- Stated problem:
Repeat the data verbatim.

- Given data:

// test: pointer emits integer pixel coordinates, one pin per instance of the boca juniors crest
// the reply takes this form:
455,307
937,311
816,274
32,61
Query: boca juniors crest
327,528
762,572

- Solution to this task:
// test: pointer emits integer pixel coordinates, one pin per instance of the boca juniors crest
// the reply takes this form:
455,307
937,311
816,274
32,61
Query: boca juniors crest
327,528
762,572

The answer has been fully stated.